(Excerpts of location labeling data)
====================
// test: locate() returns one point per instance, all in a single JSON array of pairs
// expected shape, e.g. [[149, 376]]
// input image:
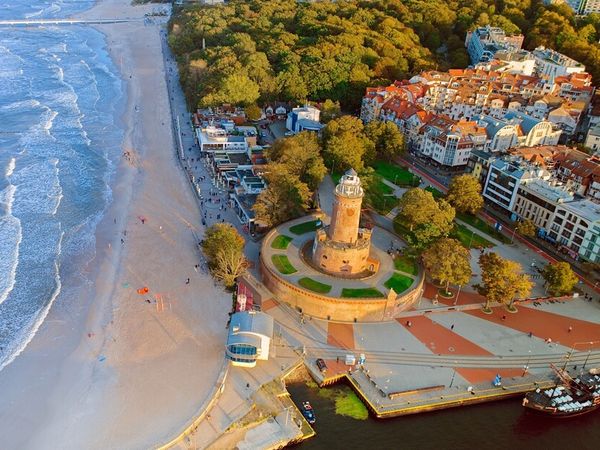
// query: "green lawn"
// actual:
[[483, 226], [281, 242], [304, 227], [436, 193], [348, 404], [399, 283], [361, 293], [283, 264], [313, 285], [378, 196], [466, 236], [406, 264], [396, 174]]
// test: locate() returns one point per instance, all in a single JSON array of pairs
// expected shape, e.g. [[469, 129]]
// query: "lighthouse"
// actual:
[[343, 248]]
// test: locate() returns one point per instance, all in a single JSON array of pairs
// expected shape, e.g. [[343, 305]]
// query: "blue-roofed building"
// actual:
[[484, 42], [304, 119], [517, 129], [504, 178], [249, 339]]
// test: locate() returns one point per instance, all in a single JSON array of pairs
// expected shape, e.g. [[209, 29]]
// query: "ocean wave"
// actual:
[[21, 104], [39, 188], [10, 240], [16, 347], [53, 8], [10, 168]]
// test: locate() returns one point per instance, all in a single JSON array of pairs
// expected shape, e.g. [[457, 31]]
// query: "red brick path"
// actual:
[[443, 341], [340, 335]]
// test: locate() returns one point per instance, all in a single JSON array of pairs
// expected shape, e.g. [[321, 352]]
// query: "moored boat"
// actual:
[[569, 397], [308, 412]]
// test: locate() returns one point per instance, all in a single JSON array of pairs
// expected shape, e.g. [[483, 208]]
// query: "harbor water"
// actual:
[[497, 425]]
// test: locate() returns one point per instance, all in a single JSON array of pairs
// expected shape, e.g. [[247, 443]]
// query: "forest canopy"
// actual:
[[263, 50]]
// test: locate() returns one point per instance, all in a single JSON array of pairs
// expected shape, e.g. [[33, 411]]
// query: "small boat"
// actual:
[[569, 397], [308, 413]]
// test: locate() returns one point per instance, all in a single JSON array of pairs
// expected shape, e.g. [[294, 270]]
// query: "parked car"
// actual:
[[321, 365]]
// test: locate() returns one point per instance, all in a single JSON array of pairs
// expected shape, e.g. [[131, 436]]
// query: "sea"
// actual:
[[498, 425], [61, 100]]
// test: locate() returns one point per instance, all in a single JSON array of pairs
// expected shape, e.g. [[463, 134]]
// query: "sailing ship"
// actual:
[[569, 397]]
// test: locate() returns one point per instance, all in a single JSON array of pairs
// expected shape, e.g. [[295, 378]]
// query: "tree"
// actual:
[[330, 110], [448, 261], [464, 194], [345, 144], [526, 228], [284, 198], [236, 89], [253, 112], [501, 281], [301, 156], [387, 137], [559, 278], [223, 247], [427, 219]]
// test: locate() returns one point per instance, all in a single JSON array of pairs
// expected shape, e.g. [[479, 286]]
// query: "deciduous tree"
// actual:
[[502, 280], [560, 278], [464, 194], [330, 110], [253, 112], [526, 228], [224, 250], [345, 145], [387, 137], [301, 156], [284, 198], [427, 219], [448, 261]]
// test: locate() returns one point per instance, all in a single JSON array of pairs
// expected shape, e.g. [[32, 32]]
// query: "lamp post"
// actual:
[[452, 380], [457, 294], [587, 357], [526, 366], [471, 239]]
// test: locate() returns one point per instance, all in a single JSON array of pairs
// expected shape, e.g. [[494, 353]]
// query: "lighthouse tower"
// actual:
[[343, 247]]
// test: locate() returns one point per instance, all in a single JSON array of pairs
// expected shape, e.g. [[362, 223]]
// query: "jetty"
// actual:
[[43, 22]]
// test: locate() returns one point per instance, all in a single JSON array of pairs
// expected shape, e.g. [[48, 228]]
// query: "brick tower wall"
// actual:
[[345, 219]]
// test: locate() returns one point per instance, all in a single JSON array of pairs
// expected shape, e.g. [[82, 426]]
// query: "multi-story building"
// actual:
[[213, 139], [584, 7], [450, 143], [484, 42], [505, 176], [305, 118], [575, 228], [592, 140], [537, 201], [517, 129], [554, 64]]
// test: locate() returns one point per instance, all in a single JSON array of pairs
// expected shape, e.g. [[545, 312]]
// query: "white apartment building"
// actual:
[[582, 7], [592, 140], [553, 64], [576, 229], [305, 118], [537, 201], [484, 42], [504, 178]]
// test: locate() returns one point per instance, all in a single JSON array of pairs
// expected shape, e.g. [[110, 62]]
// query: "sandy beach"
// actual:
[[112, 368]]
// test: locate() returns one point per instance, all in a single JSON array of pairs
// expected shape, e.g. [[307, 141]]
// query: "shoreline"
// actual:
[[107, 369]]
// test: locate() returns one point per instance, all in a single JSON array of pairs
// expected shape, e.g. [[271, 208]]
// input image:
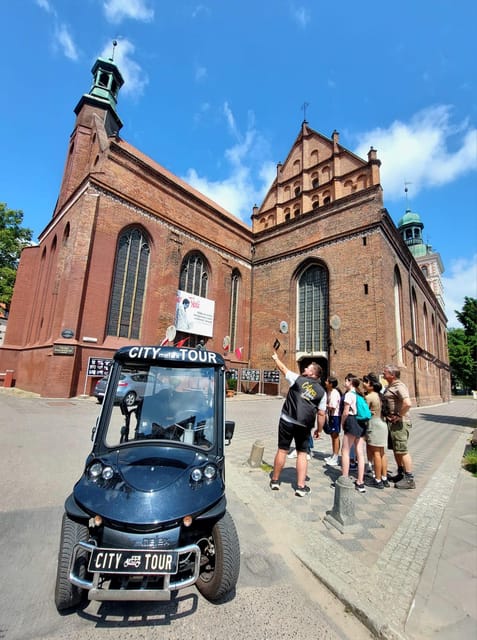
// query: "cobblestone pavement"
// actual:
[[376, 565]]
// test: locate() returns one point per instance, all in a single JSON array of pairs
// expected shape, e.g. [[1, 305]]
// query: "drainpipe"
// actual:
[[413, 333]]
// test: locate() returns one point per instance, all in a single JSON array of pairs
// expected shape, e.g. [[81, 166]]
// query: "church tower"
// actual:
[[88, 140], [410, 227]]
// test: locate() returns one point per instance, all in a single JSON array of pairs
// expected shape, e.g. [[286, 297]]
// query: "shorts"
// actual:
[[333, 425], [355, 428], [288, 432], [377, 433], [399, 432]]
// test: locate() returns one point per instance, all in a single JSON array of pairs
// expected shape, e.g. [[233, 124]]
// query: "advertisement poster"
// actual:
[[194, 314]]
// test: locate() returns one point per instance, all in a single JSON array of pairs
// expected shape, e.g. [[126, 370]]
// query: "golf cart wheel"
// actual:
[[220, 560], [129, 399], [67, 595]]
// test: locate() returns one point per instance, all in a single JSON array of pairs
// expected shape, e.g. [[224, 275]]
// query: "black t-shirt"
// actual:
[[302, 401]]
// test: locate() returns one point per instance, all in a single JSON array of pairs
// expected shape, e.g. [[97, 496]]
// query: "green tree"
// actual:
[[13, 238], [463, 346]]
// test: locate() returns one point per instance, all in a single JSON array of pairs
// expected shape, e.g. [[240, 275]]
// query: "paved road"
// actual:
[[44, 443]]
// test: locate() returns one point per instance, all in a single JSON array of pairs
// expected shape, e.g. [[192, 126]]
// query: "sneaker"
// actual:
[[405, 483], [399, 476]]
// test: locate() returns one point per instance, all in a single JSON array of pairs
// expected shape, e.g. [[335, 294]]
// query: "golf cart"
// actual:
[[148, 516]]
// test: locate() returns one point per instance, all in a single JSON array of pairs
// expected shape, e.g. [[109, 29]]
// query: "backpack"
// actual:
[[362, 410]]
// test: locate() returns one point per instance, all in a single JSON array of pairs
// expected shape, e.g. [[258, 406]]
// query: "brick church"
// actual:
[[133, 254]]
====================
Please output all of the records above as a two-column CSV with the headers text and answer. Give one row per record, with each value in a single quoted field and its line breaks replaced by spaces, and leave out the pictures.

text,answer
"// test: locate() returns one point per instance, all in a single JSON array of pairs // expected shape, e.g. [[149, 376]] // input image: // query: ""green lawn"" // actual:","[[483, 226], [281, 242], [304, 227], [436, 193], [348, 404], [399, 283], [361, 293], [283, 264], [313, 285], [378, 196], [466, 236], [406, 264], [396, 174]]"
"// test: locate() returns one point per instance, all in a single JSON array of pairs // expected shape, e.g. [[469, 129]] // query: ""lighthouse"" // actual:","[[343, 248]]"
"// test: locate() returns one point per instance, all in a single JSON array of pairs // expected shape, e.g. [[343, 305]] // query: ""blue-roofed building"" // actual:","[[484, 42], [304, 119], [517, 129], [504, 178], [249, 339]]"
"// test: locate() returns one point per instance, all in a single JSON array of pairs // expected shape, e.g. [[209, 29]] // query: ""ocean wave"" // actual:","[[21, 104], [39, 188], [10, 240], [16, 347], [53, 8], [10, 168]]"
"// test: locate() returns one point per instance, all in a single JSON array of pairs // expected shape, e.g. [[457, 31]] // query: ""red brick path"" // actual:","[[443, 341], [340, 335]]"
"// test: locate() returns one point per instance, all in a single JSON array of pairs // expected shape, e.g. [[321, 352]] // query: ""moored boat"" // actual:","[[569, 397], [308, 412]]"
"// test: locate() returns one point per instance, all in a single JSON array of pairs // expected shape, e.g. [[483, 208]] // query: ""harbor water"" // actual:","[[497, 425]]"
"// test: locate() returns one point per instance, all in a single JSON array of pairs // expected shape, e.g. [[247, 443]] // query: ""forest canopy"" // actual:","[[263, 50]]"
"// test: locate() returns one point per instance, all in a single JSON array of pairs // expected shape, e.g. [[33, 411]] // query: ""small boat"" // actual:","[[569, 397], [308, 413]]"
"// test: locate() returns one point per instance, all in a single JSON array of pairs // expected shape, e.g. [[294, 270]] // query: ""parked car"" // actual:","[[321, 365]]"
"// test: locate() returns one point per instance, all in a single JSON array of pairs // expected shape, e.g. [[131, 436]] // query: ""sea"" // actual:","[[498, 425], [61, 100]]"
"// test: locate() returns one point per instance, all in a single JSON array of pairs // expected shape, e.g. [[463, 134]] // query: ""sailing ship"" // actual:","[[569, 397]]"
"// test: locate() returns one point per instance, all in a single JSON array of pairs // expected shape, e.g. [[295, 378]] // query: ""tree"" // actual:","[[330, 110], [448, 261], [464, 194], [345, 144], [526, 228], [284, 198], [236, 89], [253, 112], [501, 281], [301, 156], [387, 137], [559, 278], [223, 247], [427, 219]]"
"// test: locate() returns one point per instance, all in a single JSON array of pairs // expected shape, e.g. [[479, 286]] // query: ""deciduous tree"" // actual:","[[502, 280], [560, 278], [464, 194], [330, 110], [253, 112], [526, 228], [224, 250], [345, 145], [387, 137], [301, 156], [284, 198], [427, 219], [448, 261]]"
"// test: locate() returns one point per instance, all in a single JSON array of pairs // expected shape, e.g. [[32, 32]] // query: ""lamp post"" // actual:","[[452, 380], [457, 294], [587, 357], [526, 366], [471, 239]]"
"// test: locate() returns one point per instance, all in a single JSON array of pairs // expected shape, e.g. [[494, 353]] // query: ""lighthouse tower"" // actual:","[[343, 247]]"
"// test: locate() returns one point per instance, all in a single JSON array of pairs // expected shape, e.g. [[362, 223]] // query: ""jetty"" // actual:","[[43, 22]]"
"// test: locate() returns one point per instance, all in a single JSON array of pairs // expected shape, e.g. [[48, 228]] // query: ""brick tower wall"" // actual:","[[345, 219]]"
"// test: locate() returns one point per instance, all in a single JSON array of pairs // expected shape, e.g. [[82, 426]] // query: ""multi-story building"" // actual:","[[213, 139], [584, 7], [450, 143], [484, 42], [505, 176], [305, 118], [575, 228], [592, 140], [537, 201], [517, 129], [554, 64]]"
"// test: locate() returns one point per instance, all in a single JSON array of pairs // expected shape, e.g. [[545, 312]] // query: ""white apartment building"" // actual:","[[582, 7], [592, 140], [553, 64], [576, 229], [305, 118], [537, 201], [484, 42], [504, 178]]"
"// test: locate() returns one point per instance, all in a single JSON array of pairs // expected shape, e.g. [[110, 62]] // query: ""sandy beach"" // actual:","[[112, 368]]"
"// test: locate() returns one point per instance, all in a single JSON array of pairs // expected shape, e.g. [[307, 141]] // query: ""shoreline"" // actual:","[[107, 369]]"
"// test: locate() returns one point per instance, all in a single JSON array of pairs // expected shape, e.g. [[271, 208]] // input image: // query: ""cobblestone pavement"" // actual:","[[376, 565]]"
"// test: locate() returns one point per instance, all in a single JSON array of pairs // expected shape, e.g. [[1, 305]] // query: ""drainpipe"" // actual:","[[413, 333]]"
"// test: locate() returns one point per instance, all in a single JSON array of pairs // expected shape, e.g. [[81, 166]] // query: ""church tower"" // actual:","[[88, 140], [410, 227]]"
"// test: locate() returns one point per instance, all in a single JSON array of pairs // expected shape, e.g. [[286, 297]] // query: ""shorts"" // actual:","[[333, 425], [355, 428], [288, 432], [377, 433], [399, 432]]"
"// test: locate() returns one point per instance, all in a single JSON array of pairs // expected shape, e.g. [[233, 124]] // query: ""advertisement poster"" // actual:","[[194, 314]]"
"// test: locate() returns one point per instance, all in a single JSON array of pairs // expected shape, e.g. [[126, 370]] // query: ""golf cart wheel"" // actual:","[[220, 560], [129, 399], [67, 595]]"
"// test: locate() returns one point per instance, all in a single JSON array of pairs // expected shape, e.g. [[224, 275]] // query: ""black t-shirt"" // actual:","[[302, 401]]"
"// test: locate() returns one point per instance, all in a single JSON array of pairs // expected shape, e.g. [[97, 496]] // query: ""green tree"" // actual:","[[13, 238], [463, 346]]"
"// test: locate() returns one point per instance, all in a single JSON array of pairs // expected shape, e.g. [[240, 275]] // query: ""paved road"" // actual:","[[44, 443]]"
"// test: locate() returns one point per instance, all in a single JSON array of pairs // expected shape, e.g. [[192, 126]] // query: ""sneaker"" // actual:","[[405, 483], [399, 476]]"
"// test: locate() returns one point per instance, all in a single JSON array of pairs // expected shape, e.g. [[335, 294]] // query: ""golf cart"" // actual:","[[148, 516]]"
"// test: locate() returns one point per instance, all in a single JSON array of pairs // expected shape, e.g. [[109, 29]] // query: ""backpack"" // actual:","[[362, 410]]"
"// test: locate() returns one point per instance, all in a single JSON array of pairs // expected shape, e.g. [[258, 406]] // query: ""brick church"" // actual:","[[133, 254]]"